>> BEGIN Supplied material
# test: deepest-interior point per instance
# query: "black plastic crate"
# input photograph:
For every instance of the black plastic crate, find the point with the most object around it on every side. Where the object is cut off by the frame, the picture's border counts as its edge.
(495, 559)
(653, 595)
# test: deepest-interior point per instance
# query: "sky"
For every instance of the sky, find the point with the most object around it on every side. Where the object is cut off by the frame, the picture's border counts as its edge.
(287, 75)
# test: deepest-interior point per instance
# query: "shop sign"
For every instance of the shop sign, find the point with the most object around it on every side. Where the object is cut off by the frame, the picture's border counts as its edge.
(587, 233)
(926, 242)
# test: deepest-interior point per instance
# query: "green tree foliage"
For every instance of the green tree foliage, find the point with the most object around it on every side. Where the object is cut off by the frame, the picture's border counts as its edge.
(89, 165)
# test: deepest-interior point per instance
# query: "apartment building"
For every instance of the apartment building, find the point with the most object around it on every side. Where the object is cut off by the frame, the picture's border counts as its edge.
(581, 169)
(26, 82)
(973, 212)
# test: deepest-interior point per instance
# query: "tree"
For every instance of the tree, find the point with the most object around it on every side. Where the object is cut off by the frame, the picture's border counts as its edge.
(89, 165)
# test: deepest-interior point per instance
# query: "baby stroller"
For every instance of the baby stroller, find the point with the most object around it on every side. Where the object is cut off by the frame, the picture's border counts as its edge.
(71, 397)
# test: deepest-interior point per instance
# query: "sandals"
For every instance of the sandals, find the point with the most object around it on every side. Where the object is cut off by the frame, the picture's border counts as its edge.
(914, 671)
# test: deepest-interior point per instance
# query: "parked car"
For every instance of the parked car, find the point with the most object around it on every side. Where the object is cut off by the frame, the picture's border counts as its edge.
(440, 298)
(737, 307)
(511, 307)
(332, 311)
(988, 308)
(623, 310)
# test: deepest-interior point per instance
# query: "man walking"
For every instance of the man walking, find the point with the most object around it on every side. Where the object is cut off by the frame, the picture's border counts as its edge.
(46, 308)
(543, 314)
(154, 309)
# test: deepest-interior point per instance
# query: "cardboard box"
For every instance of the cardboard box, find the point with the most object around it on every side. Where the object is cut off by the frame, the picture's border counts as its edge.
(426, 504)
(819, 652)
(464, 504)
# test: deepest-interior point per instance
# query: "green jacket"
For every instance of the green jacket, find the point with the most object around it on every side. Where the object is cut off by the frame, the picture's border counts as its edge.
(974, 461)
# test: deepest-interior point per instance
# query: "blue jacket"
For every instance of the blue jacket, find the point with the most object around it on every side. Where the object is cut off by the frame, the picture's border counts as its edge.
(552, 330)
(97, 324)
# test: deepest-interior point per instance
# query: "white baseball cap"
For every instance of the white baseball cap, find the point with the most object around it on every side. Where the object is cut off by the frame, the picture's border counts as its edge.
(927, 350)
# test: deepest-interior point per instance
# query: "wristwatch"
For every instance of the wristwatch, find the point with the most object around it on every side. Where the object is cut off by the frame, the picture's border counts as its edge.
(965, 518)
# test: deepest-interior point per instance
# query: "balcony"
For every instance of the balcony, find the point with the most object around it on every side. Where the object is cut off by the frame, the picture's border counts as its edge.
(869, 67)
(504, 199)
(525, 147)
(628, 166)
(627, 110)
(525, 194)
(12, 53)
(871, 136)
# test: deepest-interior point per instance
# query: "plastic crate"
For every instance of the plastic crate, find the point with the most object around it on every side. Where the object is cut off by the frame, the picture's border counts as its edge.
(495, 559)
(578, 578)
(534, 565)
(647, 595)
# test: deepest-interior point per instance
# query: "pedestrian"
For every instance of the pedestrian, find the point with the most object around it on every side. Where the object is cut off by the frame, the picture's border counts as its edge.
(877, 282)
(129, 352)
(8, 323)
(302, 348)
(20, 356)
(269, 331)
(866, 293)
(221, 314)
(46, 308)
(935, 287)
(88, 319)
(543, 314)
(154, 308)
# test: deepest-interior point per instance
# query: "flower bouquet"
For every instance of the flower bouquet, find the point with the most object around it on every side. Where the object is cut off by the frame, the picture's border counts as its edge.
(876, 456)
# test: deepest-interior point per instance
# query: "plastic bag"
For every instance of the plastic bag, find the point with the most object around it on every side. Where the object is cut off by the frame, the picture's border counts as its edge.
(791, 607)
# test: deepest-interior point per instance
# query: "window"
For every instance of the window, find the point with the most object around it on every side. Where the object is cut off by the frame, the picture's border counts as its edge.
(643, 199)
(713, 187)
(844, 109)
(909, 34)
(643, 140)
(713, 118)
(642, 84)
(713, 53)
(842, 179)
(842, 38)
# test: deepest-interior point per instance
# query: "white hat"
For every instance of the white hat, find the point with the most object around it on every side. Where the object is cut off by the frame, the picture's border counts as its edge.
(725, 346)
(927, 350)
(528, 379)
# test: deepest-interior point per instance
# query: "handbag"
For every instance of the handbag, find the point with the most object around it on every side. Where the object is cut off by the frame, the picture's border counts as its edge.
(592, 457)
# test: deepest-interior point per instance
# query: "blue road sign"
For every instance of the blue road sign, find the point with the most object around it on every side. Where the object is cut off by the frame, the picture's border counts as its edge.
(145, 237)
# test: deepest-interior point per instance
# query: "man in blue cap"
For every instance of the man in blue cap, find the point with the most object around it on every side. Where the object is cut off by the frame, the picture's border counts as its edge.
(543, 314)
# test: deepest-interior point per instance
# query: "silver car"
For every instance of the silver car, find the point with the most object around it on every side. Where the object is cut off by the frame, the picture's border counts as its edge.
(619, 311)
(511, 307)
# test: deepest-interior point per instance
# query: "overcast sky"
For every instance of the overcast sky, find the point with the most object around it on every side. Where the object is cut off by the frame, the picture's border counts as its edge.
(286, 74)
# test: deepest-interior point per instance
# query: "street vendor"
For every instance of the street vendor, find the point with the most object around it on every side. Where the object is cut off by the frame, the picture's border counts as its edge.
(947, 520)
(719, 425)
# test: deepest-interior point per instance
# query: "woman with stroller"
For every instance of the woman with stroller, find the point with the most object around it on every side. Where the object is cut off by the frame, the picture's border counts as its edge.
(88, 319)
>> END Supplied material
_The exercise_
Reproduce the entries verbatim from their first line through the line containing "For every instance of the black", with both ends included.

_Expected answer_
# test: deepest-interior point per instance
# query: "black plastic crate"
# input photograph:
For every instance of the black plastic crate, find the point with the most object around it on every side. Where the object is cut off by the frame, the picture's border counts as its edge.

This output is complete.